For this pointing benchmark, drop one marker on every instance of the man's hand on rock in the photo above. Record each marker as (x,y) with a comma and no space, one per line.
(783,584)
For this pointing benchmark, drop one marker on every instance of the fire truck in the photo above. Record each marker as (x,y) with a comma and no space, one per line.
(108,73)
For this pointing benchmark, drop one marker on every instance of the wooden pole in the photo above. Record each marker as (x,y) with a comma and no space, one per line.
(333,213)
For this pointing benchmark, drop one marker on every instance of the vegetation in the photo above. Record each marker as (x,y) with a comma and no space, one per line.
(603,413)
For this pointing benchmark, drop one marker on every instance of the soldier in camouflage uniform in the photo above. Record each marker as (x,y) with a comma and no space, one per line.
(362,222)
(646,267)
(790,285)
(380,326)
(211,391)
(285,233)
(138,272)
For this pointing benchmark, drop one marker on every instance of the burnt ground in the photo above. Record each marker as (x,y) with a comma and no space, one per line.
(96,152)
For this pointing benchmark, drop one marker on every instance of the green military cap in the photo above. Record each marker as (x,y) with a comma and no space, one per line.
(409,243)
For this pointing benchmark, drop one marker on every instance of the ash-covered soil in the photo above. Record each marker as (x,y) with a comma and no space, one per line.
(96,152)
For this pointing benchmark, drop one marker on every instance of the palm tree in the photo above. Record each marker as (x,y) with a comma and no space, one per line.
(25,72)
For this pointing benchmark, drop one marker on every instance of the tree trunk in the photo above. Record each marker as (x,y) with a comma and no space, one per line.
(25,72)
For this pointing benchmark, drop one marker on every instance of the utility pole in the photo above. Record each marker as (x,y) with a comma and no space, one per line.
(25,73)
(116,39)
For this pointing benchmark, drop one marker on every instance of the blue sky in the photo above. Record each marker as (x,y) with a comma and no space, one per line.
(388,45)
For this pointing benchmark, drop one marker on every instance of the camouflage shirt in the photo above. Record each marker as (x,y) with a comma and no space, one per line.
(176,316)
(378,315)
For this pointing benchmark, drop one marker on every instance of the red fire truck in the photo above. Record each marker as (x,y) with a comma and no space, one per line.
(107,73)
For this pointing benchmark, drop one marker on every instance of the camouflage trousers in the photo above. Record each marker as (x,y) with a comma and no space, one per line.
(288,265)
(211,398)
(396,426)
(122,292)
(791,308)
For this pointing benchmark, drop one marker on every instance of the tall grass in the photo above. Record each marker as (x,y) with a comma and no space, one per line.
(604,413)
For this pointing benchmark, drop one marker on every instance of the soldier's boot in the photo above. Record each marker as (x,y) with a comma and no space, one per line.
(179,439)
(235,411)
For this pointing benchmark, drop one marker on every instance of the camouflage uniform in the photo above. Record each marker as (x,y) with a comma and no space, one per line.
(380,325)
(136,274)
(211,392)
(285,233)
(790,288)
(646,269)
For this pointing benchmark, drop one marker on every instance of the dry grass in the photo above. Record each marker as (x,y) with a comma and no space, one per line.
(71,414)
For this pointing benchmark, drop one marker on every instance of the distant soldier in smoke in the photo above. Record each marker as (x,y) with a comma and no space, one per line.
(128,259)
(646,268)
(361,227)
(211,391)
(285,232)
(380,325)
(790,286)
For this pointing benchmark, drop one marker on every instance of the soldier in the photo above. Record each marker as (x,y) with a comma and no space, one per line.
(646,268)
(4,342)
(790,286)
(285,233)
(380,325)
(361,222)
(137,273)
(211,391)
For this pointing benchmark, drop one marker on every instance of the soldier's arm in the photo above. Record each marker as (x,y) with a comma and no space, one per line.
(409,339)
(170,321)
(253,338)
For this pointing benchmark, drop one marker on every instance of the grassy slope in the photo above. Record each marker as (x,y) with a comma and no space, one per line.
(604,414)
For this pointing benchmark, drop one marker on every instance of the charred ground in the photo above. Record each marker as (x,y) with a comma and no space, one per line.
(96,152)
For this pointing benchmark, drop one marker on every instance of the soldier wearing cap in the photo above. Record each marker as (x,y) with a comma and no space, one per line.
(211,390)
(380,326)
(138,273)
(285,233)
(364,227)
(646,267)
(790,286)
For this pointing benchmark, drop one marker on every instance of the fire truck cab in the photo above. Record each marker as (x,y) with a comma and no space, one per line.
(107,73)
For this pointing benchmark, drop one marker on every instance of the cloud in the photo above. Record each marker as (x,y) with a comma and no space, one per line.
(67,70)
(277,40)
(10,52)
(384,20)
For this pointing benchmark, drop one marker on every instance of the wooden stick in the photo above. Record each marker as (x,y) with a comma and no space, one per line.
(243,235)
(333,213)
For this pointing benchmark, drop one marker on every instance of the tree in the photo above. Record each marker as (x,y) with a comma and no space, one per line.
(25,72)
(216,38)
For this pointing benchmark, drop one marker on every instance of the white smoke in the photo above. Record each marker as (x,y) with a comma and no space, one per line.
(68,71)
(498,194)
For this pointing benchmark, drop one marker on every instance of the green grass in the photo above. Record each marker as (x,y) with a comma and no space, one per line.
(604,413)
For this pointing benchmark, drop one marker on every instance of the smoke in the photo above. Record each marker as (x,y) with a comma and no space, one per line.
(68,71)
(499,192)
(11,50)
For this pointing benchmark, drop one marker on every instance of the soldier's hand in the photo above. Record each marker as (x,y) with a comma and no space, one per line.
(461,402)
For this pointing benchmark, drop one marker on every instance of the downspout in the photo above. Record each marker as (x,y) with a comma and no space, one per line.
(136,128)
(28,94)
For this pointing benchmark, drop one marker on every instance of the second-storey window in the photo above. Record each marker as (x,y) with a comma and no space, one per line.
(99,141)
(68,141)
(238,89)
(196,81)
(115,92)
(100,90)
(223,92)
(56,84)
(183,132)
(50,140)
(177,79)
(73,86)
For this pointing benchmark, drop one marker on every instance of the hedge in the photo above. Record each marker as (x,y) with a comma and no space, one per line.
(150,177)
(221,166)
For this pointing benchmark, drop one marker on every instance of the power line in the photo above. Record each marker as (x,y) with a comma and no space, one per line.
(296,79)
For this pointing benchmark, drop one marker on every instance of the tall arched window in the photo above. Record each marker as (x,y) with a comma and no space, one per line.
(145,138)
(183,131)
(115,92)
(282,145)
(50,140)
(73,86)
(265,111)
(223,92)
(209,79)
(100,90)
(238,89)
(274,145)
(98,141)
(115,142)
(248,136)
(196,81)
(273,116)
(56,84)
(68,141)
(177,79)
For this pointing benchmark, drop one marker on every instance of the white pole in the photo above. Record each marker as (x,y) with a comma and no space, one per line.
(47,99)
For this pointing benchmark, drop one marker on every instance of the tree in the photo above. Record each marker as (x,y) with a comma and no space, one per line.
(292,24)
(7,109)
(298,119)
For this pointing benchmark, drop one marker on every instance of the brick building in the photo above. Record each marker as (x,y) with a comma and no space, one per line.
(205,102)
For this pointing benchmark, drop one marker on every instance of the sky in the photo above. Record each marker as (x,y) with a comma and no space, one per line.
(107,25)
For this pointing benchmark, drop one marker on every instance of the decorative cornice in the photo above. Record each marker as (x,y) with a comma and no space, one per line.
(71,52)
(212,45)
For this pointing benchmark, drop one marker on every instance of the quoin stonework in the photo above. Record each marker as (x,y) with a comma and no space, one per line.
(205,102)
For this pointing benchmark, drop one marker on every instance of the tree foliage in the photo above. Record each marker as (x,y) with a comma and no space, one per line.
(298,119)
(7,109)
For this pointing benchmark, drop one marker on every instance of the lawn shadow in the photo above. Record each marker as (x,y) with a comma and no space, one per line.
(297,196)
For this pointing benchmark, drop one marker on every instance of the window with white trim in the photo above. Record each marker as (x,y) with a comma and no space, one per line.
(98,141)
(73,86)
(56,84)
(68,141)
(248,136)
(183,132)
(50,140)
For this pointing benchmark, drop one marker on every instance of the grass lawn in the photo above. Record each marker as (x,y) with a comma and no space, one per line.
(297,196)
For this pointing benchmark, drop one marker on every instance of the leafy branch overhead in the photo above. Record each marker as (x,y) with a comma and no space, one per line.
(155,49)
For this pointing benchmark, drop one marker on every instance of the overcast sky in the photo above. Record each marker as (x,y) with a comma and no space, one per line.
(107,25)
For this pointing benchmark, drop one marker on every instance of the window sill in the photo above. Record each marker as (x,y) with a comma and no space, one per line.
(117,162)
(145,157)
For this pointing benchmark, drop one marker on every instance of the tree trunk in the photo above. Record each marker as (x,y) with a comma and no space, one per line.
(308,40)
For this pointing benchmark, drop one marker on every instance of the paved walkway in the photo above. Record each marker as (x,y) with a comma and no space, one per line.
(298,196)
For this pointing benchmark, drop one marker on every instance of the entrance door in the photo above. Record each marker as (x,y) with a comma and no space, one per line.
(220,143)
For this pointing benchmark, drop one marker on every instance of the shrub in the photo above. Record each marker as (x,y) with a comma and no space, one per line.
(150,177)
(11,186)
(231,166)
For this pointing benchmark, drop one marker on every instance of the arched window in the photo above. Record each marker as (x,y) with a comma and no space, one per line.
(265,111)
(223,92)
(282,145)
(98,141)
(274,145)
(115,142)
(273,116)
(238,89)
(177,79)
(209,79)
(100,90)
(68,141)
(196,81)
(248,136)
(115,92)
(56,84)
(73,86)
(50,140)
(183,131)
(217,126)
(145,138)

* * * * * * * * *

## AIM OF THE TASK
Copy out exactly the lines running from the line with "of the overcast" to the end of the records, inclusive.

## CORRECT ANSWER
For this pointing benchmark, drop one marker on every instance of the overcast sky in the photo above. Record each marker as (x,y) with a comma and no space, one per line.
(107,25)
For this pointing benchmark, drop one marker on every instance of the window sill in the photo above. Record each marker as (x,y) with a comma and no space, one per line.
(117,162)
(145,157)
For this pointing benchmark, drop one marker on every instance of the tree trunk in the photo above. Record each marker as (x,y) with a comma and no space, one per line.
(308,40)
For this pointing benchmark, drop one marker on every instance of the paved walkway in the photo above. Record each marker as (x,y) with a comma and no space, one per line.
(298,196)
For this pointing benchmark, drop one marker on every instance of the entrance door in the photo above. Record each marker as (x,y) with a comma and no space, one per line.
(220,143)
For this pointing benchmark, drop one marker on every instance of the shrub in the photo above. Record each marker as (x,y) with a comma and no space, one per line.
(150,177)
(11,186)
(231,166)
For this pointing benchmark, drop one marker on every instance of the arched window in the photo above. Record each marker as (x,y) with a comma and no space, one per line.
(265,111)
(223,92)
(282,145)
(98,141)
(274,145)
(115,142)
(273,116)
(238,89)
(177,79)
(209,79)
(100,90)
(68,141)
(196,81)
(248,136)
(115,92)
(56,84)
(73,86)
(50,140)
(183,131)
(217,126)
(145,138)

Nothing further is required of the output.